Saved data entries
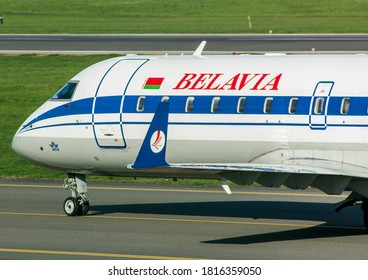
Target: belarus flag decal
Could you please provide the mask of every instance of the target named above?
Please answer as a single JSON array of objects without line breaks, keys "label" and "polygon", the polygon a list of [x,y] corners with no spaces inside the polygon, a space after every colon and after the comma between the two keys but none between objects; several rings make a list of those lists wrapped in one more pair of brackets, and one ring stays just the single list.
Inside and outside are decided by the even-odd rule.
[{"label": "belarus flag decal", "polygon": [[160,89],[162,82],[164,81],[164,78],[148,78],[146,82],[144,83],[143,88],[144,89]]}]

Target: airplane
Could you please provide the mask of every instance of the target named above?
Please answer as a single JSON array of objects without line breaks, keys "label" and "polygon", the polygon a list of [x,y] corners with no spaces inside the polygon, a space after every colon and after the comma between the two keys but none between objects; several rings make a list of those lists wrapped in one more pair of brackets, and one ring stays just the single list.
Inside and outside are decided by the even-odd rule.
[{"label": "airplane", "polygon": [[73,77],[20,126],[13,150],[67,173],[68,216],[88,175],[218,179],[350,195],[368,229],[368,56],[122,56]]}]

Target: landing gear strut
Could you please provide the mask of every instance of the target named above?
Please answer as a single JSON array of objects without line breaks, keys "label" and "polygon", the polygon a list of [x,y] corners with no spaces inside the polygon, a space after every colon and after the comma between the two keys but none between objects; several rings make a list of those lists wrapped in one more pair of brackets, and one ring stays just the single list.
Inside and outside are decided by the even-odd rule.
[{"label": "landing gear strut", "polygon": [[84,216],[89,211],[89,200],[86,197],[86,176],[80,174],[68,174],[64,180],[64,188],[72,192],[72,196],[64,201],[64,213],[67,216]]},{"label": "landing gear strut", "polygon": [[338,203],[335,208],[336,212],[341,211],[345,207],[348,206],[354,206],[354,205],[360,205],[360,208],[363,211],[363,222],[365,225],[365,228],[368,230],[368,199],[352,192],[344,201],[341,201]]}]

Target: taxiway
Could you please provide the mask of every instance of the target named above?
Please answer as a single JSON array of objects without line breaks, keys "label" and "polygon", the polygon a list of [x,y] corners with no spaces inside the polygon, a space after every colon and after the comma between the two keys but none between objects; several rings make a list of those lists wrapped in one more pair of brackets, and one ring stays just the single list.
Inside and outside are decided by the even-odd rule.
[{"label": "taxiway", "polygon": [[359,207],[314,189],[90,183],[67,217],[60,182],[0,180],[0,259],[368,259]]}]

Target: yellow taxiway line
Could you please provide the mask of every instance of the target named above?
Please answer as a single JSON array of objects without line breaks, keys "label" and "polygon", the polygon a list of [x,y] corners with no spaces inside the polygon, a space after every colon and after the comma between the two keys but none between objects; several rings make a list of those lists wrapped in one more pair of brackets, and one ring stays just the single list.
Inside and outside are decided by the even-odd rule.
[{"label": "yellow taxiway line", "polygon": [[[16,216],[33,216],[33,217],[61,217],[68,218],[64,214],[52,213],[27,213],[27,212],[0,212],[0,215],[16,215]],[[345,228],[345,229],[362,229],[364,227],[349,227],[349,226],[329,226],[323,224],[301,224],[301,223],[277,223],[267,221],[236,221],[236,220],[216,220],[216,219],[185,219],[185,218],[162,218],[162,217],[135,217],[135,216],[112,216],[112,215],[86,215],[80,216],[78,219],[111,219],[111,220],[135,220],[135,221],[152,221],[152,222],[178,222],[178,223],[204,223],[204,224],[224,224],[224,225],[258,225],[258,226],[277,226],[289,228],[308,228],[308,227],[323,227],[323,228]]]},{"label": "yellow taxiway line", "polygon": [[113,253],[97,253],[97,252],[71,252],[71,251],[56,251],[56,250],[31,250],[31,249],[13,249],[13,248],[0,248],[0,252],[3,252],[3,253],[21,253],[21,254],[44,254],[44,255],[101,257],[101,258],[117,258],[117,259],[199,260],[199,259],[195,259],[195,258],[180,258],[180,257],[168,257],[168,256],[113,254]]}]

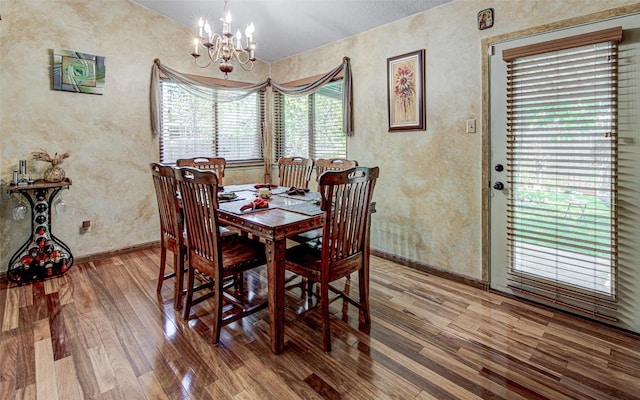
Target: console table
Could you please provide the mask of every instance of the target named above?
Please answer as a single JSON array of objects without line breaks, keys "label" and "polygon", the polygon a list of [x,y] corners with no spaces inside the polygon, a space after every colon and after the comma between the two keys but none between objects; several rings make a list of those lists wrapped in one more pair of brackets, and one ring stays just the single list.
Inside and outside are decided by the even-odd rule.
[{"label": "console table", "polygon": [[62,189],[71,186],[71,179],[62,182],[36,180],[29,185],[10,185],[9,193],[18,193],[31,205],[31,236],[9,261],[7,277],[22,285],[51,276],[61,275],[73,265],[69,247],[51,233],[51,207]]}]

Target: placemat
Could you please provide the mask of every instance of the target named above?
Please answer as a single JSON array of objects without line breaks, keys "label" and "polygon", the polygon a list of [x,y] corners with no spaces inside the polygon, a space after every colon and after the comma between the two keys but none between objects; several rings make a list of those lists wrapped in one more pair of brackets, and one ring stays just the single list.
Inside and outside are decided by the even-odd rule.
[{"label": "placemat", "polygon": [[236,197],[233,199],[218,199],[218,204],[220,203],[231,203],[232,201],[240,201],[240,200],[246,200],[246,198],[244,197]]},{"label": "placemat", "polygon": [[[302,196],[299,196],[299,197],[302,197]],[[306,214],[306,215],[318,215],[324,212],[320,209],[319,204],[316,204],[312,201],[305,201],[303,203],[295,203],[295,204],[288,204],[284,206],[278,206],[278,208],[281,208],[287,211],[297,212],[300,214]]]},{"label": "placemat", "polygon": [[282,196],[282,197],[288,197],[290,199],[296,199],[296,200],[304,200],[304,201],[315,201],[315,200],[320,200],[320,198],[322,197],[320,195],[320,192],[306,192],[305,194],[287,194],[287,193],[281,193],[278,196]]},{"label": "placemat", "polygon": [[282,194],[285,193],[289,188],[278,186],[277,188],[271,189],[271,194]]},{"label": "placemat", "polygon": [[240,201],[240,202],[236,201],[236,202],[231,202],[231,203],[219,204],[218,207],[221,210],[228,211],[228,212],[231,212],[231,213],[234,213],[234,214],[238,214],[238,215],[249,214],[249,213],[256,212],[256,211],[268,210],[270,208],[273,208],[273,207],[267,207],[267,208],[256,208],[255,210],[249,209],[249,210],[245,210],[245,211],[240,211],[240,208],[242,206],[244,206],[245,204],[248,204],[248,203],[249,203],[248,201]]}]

> _Exercise details_
Where an image appears in the data, skip it, and return the rest verbatim.

> _Solution to this exercise_
Target: belarus flag decal
Could you please provide the mask of every instance of the target named above?
Please answer as a single JSON array of objects without line breaks, keys "label" and "polygon", the polygon a list of [x,y] corners with no spaces inside the polygon, a space after every colon and after the comma between the two keys but none between objects; several rings make a list of those lists wrapped in one more pair of brackets, and one ring stays just the single list.
Inside and outside are decided by the even-odd rule.
[{"label": "belarus flag decal", "polygon": [[160,89],[162,82],[164,81],[164,78],[148,78],[146,82],[144,83],[143,88],[144,89]]}]

Target: airplane
Could you please provide the mask of every instance of the target named above?
Please answer as a single JSON array of objects without line breaks, keys "label" and "polygon", the polygon a list of [x,y] corners with no spaces inside the polygon, a space after every colon and after the comma between the two keys but none between objects; several rings make a list of those lists wrapped in one more pair of brackets, and one ring stays just the single list.
Inside and outside are decided by the even-odd rule.
[{"label": "airplane", "polygon": [[73,77],[20,126],[13,150],[67,173],[68,216],[88,175],[218,179],[350,195],[368,229],[368,56],[122,56]]}]

Target: landing gear strut
Could you please provide the mask of every instance of the target named above?
Please answer as a single JSON array of objects without line breaks, keys "label" and "polygon", the polygon a list of [x,y] corners with no spaces inside the polygon, a space after every colon and after the comma between the two keys but none between objects; several rings make a list of those lists wrapped in one more pair of brackets, and one ring stays just the single list.
Inside and outside are decided by the even-odd rule.
[{"label": "landing gear strut", "polygon": [[84,216],[89,211],[89,200],[86,197],[86,176],[80,174],[68,174],[64,180],[64,188],[72,192],[72,196],[64,201],[64,213],[67,216]]},{"label": "landing gear strut", "polygon": [[338,203],[335,208],[336,212],[341,211],[345,207],[348,206],[354,206],[354,205],[360,205],[360,208],[363,211],[363,222],[365,225],[365,228],[368,230],[368,199],[352,192],[344,201],[341,201]]}]

Target: taxiway
Could you please provide the mask of every instance of the target named above?
Please answer as a single JSON array of objects without line breaks, keys "label" and "polygon", the polygon a list of [x,y] corners with no spaces inside the polygon, a space after every colon and after the comma between the two keys but none between objects; several rings make a list of those lists wrapped in one more pair of brackets, and one ring stays just the single list.
Inside and outside are decided by the even-odd rule.
[{"label": "taxiway", "polygon": [[359,207],[314,189],[90,183],[67,217],[60,182],[0,180],[0,259],[368,259]]}]

Target: yellow taxiway line
Could you please provide the mask of every instance of the target named above?
Please answer as a single JSON array of objects without line breaks, keys "label" and "polygon", the polygon a list of [x,y] corners with no spaces inside the polygon, a space after every colon and after the comma between the two keys but none between objects; several rings make a list of those lists wrapped in one more pair of brackets, and one ring stays just the single list.
Inside and outside are decided by the even-odd rule.
[{"label": "yellow taxiway line", "polygon": [[[16,216],[33,216],[33,217],[61,217],[68,218],[64,214],[52,213],[27,213],[27,212],[0,212],[0,215],[16,215]],[[345,228],[345,229],[362,229],[364,227],[349,227],[349,226],[329,226],[323,224],[301,224],[301,223],[277,223],[267,221],[236,221],[236,220],[216,220],[216,219],[185,219],[185,218],[162,218],[162,217],[135,217],[135,216],[112,216],[112,215],[86,215],[80,216],[78,219],[111,219],[111,220],[135,220],[135,221],[152,221],[152,222],[178,222],[178,223],[204,223],[204,224],[224,224],[224,225],[258,225],[258,226],[277,226],[289,228],[308,228],[308,227],[323,227],[323,228]]]},{"label": "yellow taxiway line", "polygon": [[113,253],[97,253],[97,252],[71,252],[71,251],[56,251],[56,250],[31,250],[31,249],[13,249],[13,248],[0,248],[0,252],[3,252],[3,253],[21,253],[21,254],[44,254],[44,255],[101,257],[101,258],[117,258],[117,259],[199,260],[199,259],[195,259],[195,258],[180,258],[180,257],[168,257],[168,256],[113,254]]}]

Target: console table
Could you please provide the mask of every instance of the target named above?
Please answer as a single JSON array of objects without line breaks, keys "label" and "polygon", the polygon a list of [x,y] corners with no spaces inside the polygon, a space after every colon and after the comma between the two keys but none between objects; several rings make a list of those lists wrapped in one more pair of brackets, and one ring stays just the single list.
Inside and outside are decided by the even-odd rule.
[{"label": "console table", "polygon": [[62,189],[71,186],[71,179],[62,182],[36,180],[29,185],[10,185],[9,193],[18,193],[31,205],[31,236],[9,261],[7,277],[22,285],[51,276],[61,275],[73,265],[69,247],[51,233],[51,207]]}]

Target: placemat
Could you please provide the mask of every instance of the target named above?
Please answer as a single JSON array of objects without line breaks, keys "label" and "polygon", the polygon a list of [x,y] corners with no spaces inside the polygon, a space after every colon and after the comma between the two keys but none between objects; several rings make a list of those lists wrapped in one more pair of brackets, and one ring stays just the single list.
Inside and outside are decided by the even-odd rule.
[{"label": "placemat", "polygon": [[236,197],[233,199],[218,199],[218,204],[220,203],[231,203],[232,201],[240,201],[240,200],[246,200],[246,198],[244,197]]},{"label": "placemat", "polygon": [[[302,196],[299,196],[299,197],[302,197]],[[306,214],[306,215],[318,215],[324,212],[320,209],[319,204],[316,204],[312,201],[305,201],[303,203],[295,203],[295,204],[288,204],[284,206],[278,206],[278,208],[281,208],[287,211],[297,212],[300,214]]]},{"label": "placemat", "polygon": [[282,196],[282,197],[288,197],[290,199],[296,199],[296,200],[304,200],[304,201],[315,201],[315,200],[320,200],[320,198],[322,197],[320,195],[320,192],[306,192],[305,194],[287,194],[287,193],[281,193],[278,196]]},{"label": "placemat", "polygon": [[282,194],[285,193],[289,188],[278,186],[277,188],[271,189],[271,194]]},{"label": "placemat", "polygon": [[240,201],[240,202],[236,201],[236,202],[231,202],[231,203],[219,204],[218,207],[221,210],[228,211],[228,212],[231,212],[231,213],[234,213],[234,214],[238,214],[238,215],[249,214],[249,213],[256,212],[256,211],[268,210],[270,208],[273,208],[273,207],[267,207],[267,208],[256,208],[255,210],[249,209],[249,210],[245,210],[245,211],[240,211],[240,208],[242,206],[244,206],[245,204],[248,204],[248,203],[249,203],[248,201]]}]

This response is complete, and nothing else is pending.